- Work instructions
From the listing below, pick out every line that contains the word "head" and copy each one.

- Exercise materials
==========
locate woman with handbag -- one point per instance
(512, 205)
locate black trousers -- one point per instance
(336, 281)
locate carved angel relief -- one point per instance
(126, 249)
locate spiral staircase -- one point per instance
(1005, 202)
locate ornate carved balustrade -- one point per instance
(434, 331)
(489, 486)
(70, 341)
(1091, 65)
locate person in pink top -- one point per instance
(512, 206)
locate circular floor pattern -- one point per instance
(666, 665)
==========
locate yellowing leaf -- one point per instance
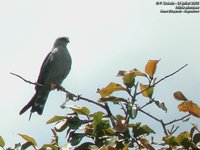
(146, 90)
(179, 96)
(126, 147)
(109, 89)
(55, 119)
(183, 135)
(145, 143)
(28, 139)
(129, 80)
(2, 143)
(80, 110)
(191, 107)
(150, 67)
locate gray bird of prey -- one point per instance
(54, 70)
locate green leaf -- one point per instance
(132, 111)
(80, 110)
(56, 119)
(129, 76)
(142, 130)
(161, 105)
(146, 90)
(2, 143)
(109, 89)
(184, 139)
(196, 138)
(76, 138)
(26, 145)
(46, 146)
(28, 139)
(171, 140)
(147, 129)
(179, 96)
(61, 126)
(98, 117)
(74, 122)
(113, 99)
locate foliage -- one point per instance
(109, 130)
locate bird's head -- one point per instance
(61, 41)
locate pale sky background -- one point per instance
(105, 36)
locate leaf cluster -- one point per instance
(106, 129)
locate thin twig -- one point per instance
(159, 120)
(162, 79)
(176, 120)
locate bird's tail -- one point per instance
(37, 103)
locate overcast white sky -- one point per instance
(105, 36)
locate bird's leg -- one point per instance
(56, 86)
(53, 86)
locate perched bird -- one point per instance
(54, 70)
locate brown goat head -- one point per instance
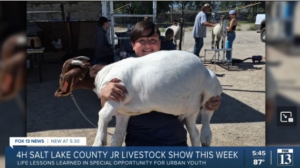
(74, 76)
==========
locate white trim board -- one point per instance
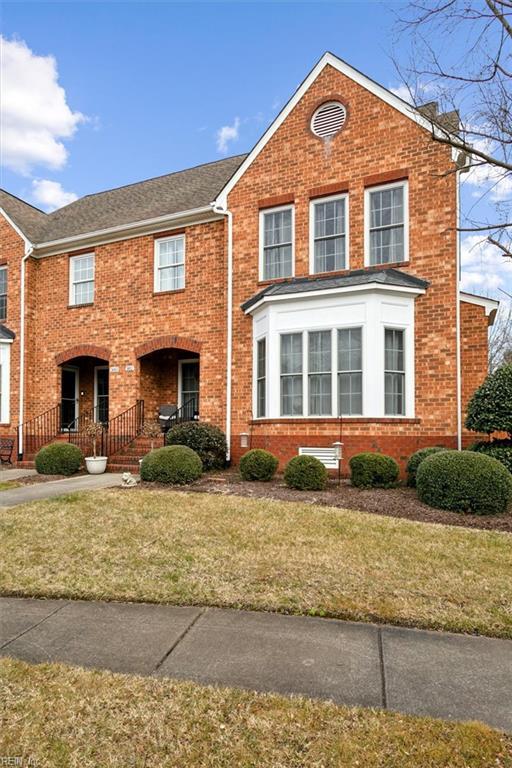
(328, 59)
==========
- Answer in full
locate bird's head -- one point per instance
locate brown goat head -- one point per instance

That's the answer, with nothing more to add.